Below are records; the lines starting at the one with "of the concrete" and ending at the one with "Label a point on each instance of the bush" must be reproduced exactly, both included. Pictures must not appear.

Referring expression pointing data
┏━━

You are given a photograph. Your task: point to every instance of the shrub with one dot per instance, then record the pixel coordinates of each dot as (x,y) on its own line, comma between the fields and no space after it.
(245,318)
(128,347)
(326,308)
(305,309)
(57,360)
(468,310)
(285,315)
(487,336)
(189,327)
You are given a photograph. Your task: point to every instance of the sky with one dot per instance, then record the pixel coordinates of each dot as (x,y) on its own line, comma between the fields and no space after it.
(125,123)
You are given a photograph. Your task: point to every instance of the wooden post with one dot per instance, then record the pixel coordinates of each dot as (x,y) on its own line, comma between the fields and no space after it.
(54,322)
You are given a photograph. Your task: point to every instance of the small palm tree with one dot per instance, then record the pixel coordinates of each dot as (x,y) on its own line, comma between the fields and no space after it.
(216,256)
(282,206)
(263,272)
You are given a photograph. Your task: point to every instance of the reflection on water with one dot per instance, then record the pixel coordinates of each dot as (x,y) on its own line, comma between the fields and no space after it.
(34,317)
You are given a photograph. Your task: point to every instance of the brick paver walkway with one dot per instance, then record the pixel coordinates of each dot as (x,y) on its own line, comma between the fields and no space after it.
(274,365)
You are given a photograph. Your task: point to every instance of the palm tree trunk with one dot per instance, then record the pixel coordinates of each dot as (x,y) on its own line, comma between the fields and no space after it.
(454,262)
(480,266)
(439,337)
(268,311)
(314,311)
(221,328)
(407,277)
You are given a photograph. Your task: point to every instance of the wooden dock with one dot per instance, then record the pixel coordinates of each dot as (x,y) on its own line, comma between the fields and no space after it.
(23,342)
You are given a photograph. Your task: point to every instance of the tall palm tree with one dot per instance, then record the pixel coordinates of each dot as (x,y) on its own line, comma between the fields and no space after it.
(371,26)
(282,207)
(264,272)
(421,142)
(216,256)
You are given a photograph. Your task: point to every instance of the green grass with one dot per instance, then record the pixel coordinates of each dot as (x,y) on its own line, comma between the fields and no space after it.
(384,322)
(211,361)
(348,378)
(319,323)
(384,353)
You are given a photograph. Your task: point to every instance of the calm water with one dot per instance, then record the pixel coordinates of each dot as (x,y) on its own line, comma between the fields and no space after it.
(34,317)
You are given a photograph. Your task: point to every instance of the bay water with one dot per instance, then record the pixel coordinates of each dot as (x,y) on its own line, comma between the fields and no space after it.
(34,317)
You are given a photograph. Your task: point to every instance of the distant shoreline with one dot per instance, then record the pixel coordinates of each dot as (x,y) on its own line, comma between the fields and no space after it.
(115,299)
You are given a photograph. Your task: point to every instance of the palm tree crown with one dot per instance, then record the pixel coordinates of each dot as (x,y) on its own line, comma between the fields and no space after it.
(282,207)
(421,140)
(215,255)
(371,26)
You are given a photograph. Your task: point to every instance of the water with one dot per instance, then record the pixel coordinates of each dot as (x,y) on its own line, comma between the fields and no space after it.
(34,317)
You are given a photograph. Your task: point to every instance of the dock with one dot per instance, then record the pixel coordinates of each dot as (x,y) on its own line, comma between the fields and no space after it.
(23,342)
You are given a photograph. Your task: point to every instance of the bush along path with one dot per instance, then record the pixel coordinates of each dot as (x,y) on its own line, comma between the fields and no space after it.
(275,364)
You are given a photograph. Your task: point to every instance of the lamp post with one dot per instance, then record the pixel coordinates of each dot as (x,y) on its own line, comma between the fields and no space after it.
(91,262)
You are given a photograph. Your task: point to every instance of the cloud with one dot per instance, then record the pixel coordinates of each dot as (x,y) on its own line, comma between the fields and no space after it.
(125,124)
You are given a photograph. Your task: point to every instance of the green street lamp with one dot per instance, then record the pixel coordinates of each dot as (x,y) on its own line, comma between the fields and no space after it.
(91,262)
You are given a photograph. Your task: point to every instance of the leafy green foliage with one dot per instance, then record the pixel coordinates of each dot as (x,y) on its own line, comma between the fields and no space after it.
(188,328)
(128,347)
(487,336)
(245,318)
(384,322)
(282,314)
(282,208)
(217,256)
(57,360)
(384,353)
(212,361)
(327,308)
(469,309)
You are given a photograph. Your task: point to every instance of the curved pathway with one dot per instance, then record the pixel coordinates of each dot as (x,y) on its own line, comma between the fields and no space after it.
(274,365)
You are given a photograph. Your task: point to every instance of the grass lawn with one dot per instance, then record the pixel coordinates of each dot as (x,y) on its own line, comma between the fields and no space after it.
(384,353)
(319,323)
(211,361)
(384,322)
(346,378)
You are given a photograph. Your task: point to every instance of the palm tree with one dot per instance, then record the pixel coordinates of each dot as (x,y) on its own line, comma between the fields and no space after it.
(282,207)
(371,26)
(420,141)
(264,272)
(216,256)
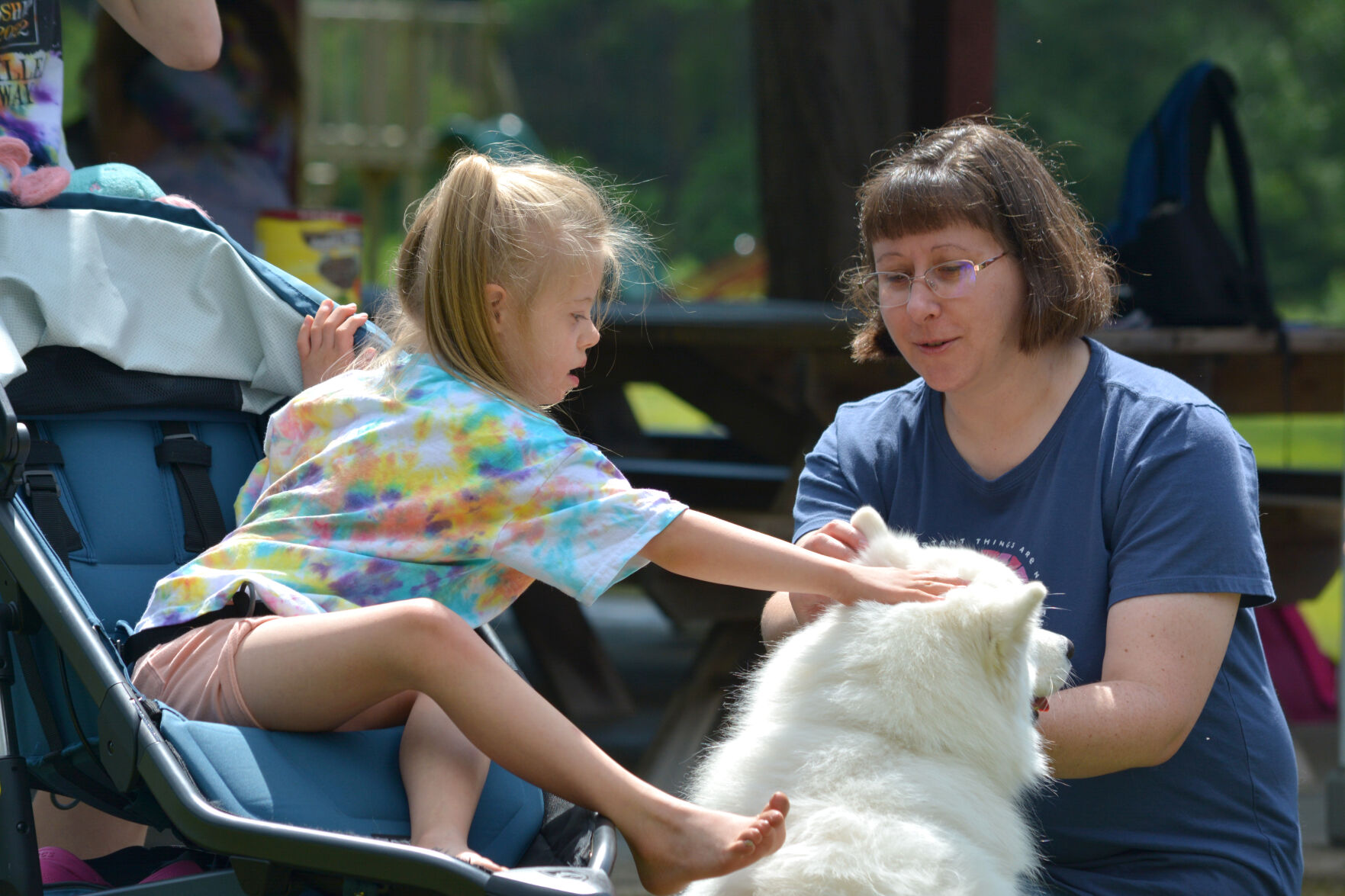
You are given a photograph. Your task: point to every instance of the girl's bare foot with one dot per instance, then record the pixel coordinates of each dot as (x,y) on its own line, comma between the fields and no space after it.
(692,843)
(481,862)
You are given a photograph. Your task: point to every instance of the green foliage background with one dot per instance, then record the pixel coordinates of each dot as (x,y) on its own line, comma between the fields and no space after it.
(659,93)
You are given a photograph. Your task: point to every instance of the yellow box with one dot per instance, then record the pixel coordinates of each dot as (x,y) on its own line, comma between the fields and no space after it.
(320,248)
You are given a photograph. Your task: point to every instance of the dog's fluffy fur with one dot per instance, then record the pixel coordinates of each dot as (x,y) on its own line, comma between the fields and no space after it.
(902,734)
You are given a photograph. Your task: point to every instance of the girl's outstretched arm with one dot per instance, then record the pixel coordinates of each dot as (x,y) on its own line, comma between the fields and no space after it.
(710,549)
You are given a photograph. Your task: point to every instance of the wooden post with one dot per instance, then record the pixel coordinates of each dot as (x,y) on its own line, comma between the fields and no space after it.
(838,81)
(833,88)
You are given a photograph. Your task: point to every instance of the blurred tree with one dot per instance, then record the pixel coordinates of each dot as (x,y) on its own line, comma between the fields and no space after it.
(655,92)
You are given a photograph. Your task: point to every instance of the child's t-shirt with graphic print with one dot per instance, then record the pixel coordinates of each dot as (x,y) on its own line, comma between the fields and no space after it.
(31,79)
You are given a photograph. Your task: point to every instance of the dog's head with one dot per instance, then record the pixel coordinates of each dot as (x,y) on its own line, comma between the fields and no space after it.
(930,670)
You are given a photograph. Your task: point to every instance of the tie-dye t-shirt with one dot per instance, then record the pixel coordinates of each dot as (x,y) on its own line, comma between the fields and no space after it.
(31,79)
(408,482)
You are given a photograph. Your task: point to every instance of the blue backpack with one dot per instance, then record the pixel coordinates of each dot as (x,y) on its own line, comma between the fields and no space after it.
(1174,262)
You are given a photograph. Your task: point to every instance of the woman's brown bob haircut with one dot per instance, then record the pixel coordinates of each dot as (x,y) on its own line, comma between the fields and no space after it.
(973,172)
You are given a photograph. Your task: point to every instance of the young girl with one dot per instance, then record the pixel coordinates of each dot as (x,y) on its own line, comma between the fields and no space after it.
(401,505)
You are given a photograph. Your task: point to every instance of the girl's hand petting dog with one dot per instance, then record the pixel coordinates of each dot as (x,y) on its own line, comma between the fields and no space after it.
(842,541)
(327,342)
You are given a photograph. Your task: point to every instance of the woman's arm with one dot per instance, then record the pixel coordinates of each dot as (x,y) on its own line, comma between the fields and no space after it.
(182,34)
(710,549)
(1158,666)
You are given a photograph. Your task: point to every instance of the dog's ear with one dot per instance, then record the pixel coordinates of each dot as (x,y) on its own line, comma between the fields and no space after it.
(869,522)
(1012,621)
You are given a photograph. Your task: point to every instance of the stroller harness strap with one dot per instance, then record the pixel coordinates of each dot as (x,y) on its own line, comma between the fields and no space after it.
(188,458)
(43,494)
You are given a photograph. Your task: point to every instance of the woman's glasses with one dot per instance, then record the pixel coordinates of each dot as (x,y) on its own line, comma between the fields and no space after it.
(948,280)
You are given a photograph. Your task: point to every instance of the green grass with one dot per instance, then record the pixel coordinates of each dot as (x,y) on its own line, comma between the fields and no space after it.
(1294,442)
(659,412)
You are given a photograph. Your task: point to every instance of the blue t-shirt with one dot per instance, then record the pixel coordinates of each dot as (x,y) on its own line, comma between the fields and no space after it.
(1141,487)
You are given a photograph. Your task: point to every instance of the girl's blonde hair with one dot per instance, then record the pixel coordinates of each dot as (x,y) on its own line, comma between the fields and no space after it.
(520,222)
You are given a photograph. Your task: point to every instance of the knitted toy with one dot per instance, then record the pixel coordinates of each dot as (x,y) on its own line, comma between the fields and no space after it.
(35,188)
(112,179)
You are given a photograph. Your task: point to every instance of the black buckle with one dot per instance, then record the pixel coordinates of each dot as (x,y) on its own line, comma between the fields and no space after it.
(33,474)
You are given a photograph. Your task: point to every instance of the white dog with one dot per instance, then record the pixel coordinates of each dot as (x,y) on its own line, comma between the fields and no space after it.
(902,734)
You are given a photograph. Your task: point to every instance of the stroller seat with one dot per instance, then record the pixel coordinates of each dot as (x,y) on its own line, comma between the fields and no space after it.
(141,350)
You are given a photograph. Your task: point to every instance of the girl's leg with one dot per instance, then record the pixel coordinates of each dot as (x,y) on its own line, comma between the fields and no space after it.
(444,776)
(315,673)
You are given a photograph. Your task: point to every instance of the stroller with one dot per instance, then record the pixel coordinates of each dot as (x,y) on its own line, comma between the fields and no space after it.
(140,353)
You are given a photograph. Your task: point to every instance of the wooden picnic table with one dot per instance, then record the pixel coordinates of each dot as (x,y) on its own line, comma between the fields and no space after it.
(772,373)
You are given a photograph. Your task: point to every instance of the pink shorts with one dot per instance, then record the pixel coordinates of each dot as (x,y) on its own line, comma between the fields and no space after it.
(195,672)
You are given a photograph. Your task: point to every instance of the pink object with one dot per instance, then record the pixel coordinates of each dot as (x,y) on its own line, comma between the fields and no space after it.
(35,188)
(183,202)
(62,867)
(181,868)
(1304,677)
(40,186)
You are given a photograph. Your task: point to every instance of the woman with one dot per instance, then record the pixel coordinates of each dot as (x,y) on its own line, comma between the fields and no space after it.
(1121,487)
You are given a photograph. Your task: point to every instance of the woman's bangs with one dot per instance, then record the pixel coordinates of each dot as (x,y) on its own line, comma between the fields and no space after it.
(918,199)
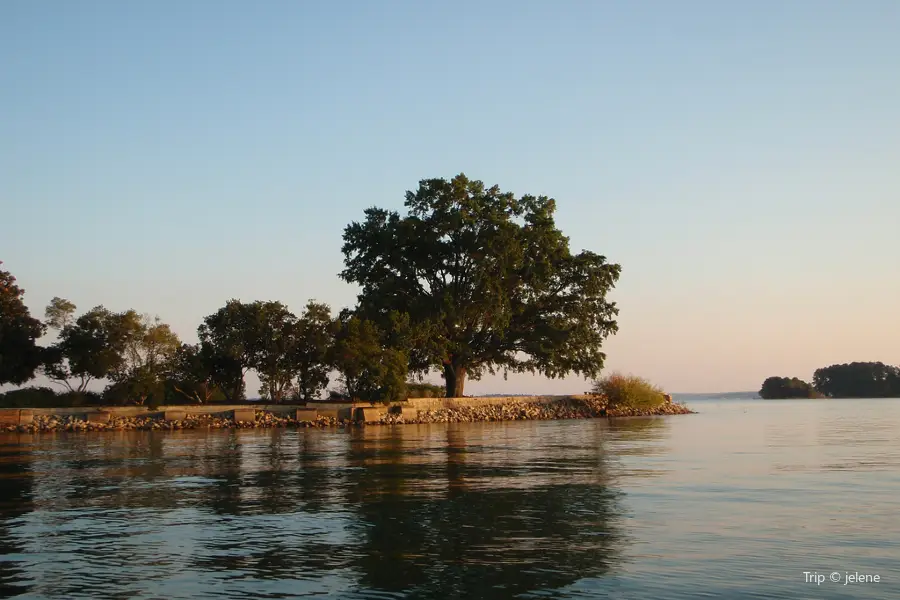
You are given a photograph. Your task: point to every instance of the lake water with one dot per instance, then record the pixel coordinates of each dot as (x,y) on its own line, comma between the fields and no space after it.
(735,502)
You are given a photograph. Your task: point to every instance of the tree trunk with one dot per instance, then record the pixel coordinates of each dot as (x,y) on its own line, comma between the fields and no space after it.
(455,378)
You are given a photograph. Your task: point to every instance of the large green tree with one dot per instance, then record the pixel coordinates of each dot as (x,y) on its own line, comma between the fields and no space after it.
(370,370)
(250,335)
(779,388)
(488,282)
(858,380)
(225,346)
(20,355)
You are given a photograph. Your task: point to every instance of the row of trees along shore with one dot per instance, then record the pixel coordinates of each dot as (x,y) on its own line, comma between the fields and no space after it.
(470,280)
(853,380)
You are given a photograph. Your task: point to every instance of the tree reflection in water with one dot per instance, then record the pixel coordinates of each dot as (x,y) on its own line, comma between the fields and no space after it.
(469,510)
(501,526)
(16,493)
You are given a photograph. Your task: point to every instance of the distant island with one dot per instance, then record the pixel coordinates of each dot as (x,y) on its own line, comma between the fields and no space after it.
(851,380)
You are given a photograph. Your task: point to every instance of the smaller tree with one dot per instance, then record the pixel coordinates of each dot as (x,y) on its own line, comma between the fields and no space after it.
(191,376)
(780,388)
(20,355)
(314,336)
(89,348)
(226,349)
(369,370)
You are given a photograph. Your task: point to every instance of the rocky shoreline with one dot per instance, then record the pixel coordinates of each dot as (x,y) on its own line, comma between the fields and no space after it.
(512,411)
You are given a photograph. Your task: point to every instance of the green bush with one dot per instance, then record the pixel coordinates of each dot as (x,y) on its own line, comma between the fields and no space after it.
(629,391)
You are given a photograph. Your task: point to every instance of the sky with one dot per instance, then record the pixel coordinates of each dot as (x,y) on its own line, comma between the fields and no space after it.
(740,160)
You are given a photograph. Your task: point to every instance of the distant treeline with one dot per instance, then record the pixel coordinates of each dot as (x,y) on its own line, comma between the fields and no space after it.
(853,380)
(471,280)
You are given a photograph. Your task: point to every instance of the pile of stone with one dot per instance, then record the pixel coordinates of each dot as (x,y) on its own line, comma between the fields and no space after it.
(587,408)
(569,408)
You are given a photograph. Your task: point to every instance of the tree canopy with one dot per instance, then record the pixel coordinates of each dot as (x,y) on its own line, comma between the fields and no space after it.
(487,280)
(20,355)
(89,348)
(858,380)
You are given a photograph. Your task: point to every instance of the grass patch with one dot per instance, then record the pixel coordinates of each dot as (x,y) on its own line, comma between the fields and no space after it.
(629,391)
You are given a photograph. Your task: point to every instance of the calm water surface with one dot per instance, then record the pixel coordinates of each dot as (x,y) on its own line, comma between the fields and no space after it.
(736,502)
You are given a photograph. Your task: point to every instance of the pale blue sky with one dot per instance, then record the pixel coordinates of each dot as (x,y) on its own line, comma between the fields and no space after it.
(741,160)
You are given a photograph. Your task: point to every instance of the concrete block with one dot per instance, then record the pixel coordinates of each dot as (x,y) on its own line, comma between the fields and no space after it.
(247,415)
(9,416)
(370,414)
(174,415)
(345,412)
(306,414)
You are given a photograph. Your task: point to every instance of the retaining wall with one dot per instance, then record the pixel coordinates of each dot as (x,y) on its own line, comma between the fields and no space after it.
(246,412)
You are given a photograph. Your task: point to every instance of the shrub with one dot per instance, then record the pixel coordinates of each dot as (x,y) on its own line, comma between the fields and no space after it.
(629,391)
(44,397)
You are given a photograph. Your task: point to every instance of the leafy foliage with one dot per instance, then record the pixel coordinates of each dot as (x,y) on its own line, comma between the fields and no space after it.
(191,377)
(59,313)
(777,388)
(858,380)
(267,337)
(20,355)
(487,280)
(314,336)
(628,391)
(224,344)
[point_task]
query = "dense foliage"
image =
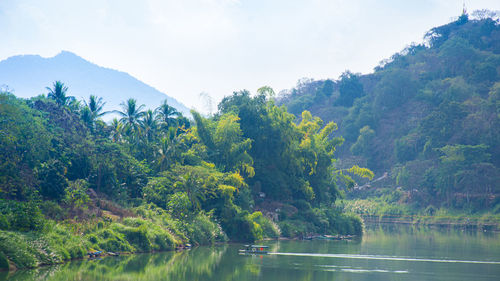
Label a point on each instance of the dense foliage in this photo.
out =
(428, 116)
(153, 179)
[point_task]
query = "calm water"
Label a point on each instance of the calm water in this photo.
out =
(384, 253)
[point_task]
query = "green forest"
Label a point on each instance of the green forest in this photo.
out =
(152, 179)
(426, 122)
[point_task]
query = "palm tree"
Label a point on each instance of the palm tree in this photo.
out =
(96, 105)
(131, 114)
(116, 130)
(169, 150)
(149, 125)
(166, 114)
(92, 110)
(58, 93)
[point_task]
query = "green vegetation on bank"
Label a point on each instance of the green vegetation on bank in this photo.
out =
(154, 180)
(427, 121)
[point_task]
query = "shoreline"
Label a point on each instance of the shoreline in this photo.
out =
(472, 223)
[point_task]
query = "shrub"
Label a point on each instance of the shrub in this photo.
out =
(4, 262)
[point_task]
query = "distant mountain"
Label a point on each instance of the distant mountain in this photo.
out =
(427, 120)
(28, 75)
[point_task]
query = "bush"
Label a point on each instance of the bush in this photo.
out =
(4, 262)
(269, 228)
(21, 216)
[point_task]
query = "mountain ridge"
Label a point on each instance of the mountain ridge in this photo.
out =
(82, 77)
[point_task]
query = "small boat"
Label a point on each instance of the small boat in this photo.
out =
(94, 254)
(254, 250)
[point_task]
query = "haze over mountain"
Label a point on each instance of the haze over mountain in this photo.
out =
(28, 75)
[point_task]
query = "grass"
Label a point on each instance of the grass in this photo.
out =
(403, 212)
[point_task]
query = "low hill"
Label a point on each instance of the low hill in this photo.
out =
(28, 75)
(428, 117)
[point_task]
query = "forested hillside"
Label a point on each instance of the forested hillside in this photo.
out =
(426, 121)
(155, 180)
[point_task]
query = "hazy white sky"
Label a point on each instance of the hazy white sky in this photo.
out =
(187, 47)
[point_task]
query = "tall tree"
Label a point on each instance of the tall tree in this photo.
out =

┗━━

REPLY TO THE TASK>
You are given a photograph. Your task: point to every instance of the concrete block with one dot per instance, then record the pixel coordinates of each dot as (x,y) on its own line, comma between the fields and no space after it.
(247,415)
(9,416)
(370,414)
(174,415)
(345,412)
(306,414)
You are given a photograph. Your task: point to every instance of the retaining wall with one dot per instance, then record the pixel coordinates of each dot as (x,y) on its own line, comma between the fields and no space after it.
(246,412)
You are given a photograph. Your task: point to every instance of the shrub with one dot per instance, then record the pixel coordinates of each dot as (x,y) on its own line, comma between the fields and no space after it.
(629,391)
(44,397)
You are given a photograph. Your task: point to every instance of the leafy foliage with one dot per instance, then record the pixel coordinates of each dot as (x,y) on its own line, comma between the fields and no space after it.
(191,377)
(59,313)
(777,388)
(858,380)
(267,337)
(20,355)
(487,280)
(314,336)
(628,391)
(224,344)
[point_task]
query = "dense foliage"
image =
Label a point on each instance of the dense foliage in this photo.
out =
(428, 116)
(153, 179)
[point_task]
query = "calm water"
Label a point on each instance of the calm water in this photo.
out =
(384, 253)
[point_task]
query = "green forest"
Label a point on each instance of the green forest in this photo.
out =
(152, 179)
(426, 122)
[point_task]
query = "palm tree"
Label a point on each instance of the palm tree in this photo.
out =
(96, 105)
(131, 114)
(116, 130)
(169, 150)
(149, 125)
(166, 114)
(92, 110)
(58, 93)
[point_task]
query = "green vegetation on bank"
Label a point on each instance of the green vegetation on bank in this photo.
out =
(154, 180)
(427, 121)
[point_task]
query = "shoreline"
Label a point on each instance of the shoreline in this photo.
out =
(472, 223)
[point_task]
query = "shrub"
Label a point on each instance of the shrub in this photo.
out =
(4, 262)
[point_task]
query = "distant mountain"
Label a point on each instance of the distant mountain in this photo.
out =
(427, 120)
(28, 75)
[point_task]
query = "bush"
Label a point on each instance of the bush in this photo.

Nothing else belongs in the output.